■ **Aim of the exercise**: Copy word for word, please, the lines of the entries below running from the one containing "Target: statue's draped robe" to the one containing "Locate the white building;", both ends included.

┌─ Task data

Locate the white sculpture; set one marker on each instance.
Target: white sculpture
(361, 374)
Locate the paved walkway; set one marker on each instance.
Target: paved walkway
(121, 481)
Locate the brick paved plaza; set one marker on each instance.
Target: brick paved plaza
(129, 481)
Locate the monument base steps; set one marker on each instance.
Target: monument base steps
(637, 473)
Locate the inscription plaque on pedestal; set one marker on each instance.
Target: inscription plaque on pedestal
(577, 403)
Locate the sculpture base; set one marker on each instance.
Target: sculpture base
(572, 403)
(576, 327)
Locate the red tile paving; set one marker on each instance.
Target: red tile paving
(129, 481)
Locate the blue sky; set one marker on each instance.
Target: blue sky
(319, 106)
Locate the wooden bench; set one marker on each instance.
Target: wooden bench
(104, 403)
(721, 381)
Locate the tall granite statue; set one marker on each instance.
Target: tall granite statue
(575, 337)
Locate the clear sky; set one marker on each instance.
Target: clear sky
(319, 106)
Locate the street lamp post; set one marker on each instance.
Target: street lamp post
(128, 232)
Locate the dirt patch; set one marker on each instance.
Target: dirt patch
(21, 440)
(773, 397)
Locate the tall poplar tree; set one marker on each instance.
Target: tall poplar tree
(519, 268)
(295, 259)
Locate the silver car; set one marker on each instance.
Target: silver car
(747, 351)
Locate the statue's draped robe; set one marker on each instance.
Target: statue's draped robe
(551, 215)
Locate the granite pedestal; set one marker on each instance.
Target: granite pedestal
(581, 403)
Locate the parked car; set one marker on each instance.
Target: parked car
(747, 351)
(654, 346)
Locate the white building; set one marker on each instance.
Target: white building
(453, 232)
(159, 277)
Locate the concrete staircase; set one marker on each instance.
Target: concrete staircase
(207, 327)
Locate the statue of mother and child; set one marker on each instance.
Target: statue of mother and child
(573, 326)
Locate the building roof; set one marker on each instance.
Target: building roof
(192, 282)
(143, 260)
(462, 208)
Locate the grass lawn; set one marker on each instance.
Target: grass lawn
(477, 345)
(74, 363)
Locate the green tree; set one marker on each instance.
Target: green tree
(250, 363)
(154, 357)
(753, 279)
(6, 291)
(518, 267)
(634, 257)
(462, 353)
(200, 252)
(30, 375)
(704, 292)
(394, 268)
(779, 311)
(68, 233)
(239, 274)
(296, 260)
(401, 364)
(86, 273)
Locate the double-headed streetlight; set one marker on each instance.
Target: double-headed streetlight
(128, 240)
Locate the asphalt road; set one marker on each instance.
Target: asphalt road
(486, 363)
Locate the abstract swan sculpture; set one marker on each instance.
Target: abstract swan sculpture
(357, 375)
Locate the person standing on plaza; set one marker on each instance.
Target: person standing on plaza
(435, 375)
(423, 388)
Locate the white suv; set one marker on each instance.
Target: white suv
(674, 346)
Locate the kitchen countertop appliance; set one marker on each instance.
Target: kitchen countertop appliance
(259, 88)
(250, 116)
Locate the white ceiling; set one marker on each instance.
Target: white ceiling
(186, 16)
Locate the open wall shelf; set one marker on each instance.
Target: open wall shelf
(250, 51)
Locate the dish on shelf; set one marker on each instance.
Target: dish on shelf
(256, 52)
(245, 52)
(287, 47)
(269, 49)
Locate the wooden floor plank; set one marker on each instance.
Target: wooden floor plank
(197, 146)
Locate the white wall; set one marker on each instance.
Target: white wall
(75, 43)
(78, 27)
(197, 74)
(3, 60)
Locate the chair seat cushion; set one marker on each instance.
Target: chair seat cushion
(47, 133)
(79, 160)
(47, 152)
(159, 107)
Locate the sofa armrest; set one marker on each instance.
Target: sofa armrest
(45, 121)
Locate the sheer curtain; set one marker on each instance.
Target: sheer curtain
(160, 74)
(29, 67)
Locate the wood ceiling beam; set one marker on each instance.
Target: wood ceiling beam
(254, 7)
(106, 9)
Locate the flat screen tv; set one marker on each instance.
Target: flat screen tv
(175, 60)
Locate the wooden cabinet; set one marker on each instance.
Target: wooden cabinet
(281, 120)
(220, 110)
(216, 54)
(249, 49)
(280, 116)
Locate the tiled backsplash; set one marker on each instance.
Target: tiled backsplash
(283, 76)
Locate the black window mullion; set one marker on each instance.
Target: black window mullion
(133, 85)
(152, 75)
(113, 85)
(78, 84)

└─

■ **Reply**:
Target: statue's draped robe
(551, 215)
Locate the granite pedestal; set one marker on each instance.
Target: granite pedestal
(581, 403)
Locate the parked car; set one marker on each instance.
Target: parked car
(747, 351)
(654, 346)
Locate the white building; set one marker on each instance.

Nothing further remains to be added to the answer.